- Description of the task
Reproduce the product management notes below word for word, with every heading and quote attribution.

- Page
◆ ◆ ◆ ◆

Understand that an idea is a minor part of product development; the true “craftsmanship” lies in the discovery and iteration process of transforming an idea into a successful product. Executives often overestimate the value of initial ideas.
18. Seek Coaching/Mentorship
Actively seek out experienced coaches or mentors who can provide guidance and support in developing your product management skills and career. This personal guidance is a highly effective way to learn and improve.
5 Key Quotes
People don't buy the problem, they buy your solution.
Marty Cagan
The engineers aren't there to just implement your dumb ideas. They are there to help you come up with a great solution. The designer's not just there to make your thing look pretty. They're there to help create a great experience.
Marty Cagan
If the product manager and the designer are not available to be there during your product, their products test, cancel the test. They need to be there.
Marty Cagan
When you do user research, you should be focused on finding all the reasons they won't use your product.
Elon Musk (quoted by Marty Cagan)

◆ ◆ ◆ ◆

- Material provided
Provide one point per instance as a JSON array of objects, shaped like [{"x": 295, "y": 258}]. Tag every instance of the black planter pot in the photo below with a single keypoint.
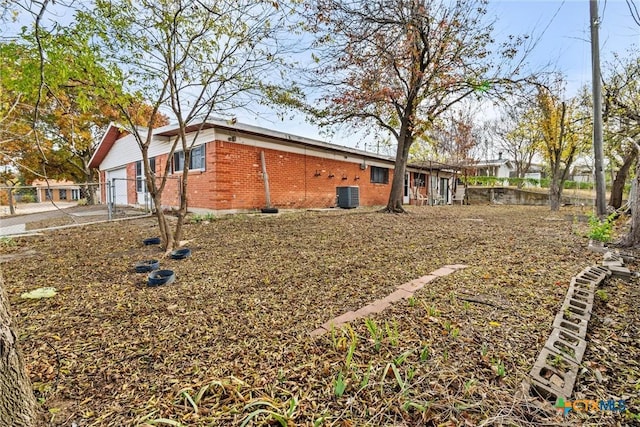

◆ ◆ ◆ ◆

- Exercise solution
Understand that an idea is a minor part of product development; the true “craftsmanship” lies in the discovery and iteration process of transforming an idea into a successful product. Executives often overestimate the value of initial ideas.
18. Seek Coaching/Mentorship
Actively seek out experienced coaches or mentors who can provide guidance and support in developing your product management skills and career. This personal guidance is a highly effective way to learn and improve.
5 Key Quotes
People don't buy the problem, they buy your solution.
Marty Cagan
The engineers aren't there to just implement your dumb ideas. They are there to help you come up with a great solution. The designer's not just there to make your thing look pretty. They're there to help create a great experience.
Marty Cagan
If the product manager and the designer are not available to be there during your product, their products test, cancel the test. They need to be there.
Marty Cagan
When you do user research, you should be focused on finding all the reasons they won't use your product.
Elon Musk (quoted by Marty Cagan)